[Items in a dataset]
--------------------------------------------------
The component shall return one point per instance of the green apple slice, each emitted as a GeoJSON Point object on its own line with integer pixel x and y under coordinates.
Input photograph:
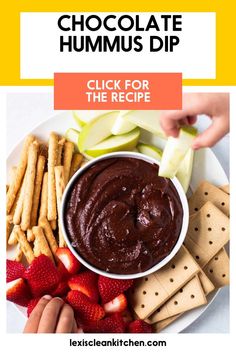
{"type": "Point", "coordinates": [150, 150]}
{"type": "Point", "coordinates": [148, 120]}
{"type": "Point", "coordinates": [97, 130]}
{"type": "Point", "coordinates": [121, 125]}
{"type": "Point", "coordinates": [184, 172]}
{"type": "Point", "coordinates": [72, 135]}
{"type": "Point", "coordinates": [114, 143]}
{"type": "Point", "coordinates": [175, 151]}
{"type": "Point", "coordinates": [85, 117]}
--------------------------------------------------
## Problem description
Can you move every point in the listing above by subtracting 13 from each x and y pixel coordinate in the answers, and give back all the lines, requests included, without the pictures?

## Expected output
The component shall return one point per instance of the green apple slice, each emitted as a GeoJSON Point object on its own line with integer pixel x and y under coordinates.
Input photograph:
{"type": "Point", "coordinates": [137, 137]}
{"type": "Point", "coordinates": [135, 107]}
{"type": "Point", "coordinates": [84, 117]}
{"type": "Point", "coordinates": [108, 112]}
{"type": "Point", "coordinates": [171, 159]}
{"type": "Point", "coordinates": [59, 122]}
{"type": "Point", "coordinates": [101, 130]}
{"type": "Point", "coordinates": [162, 138]}
{"type": "Point", "coordinates": [72, 104]}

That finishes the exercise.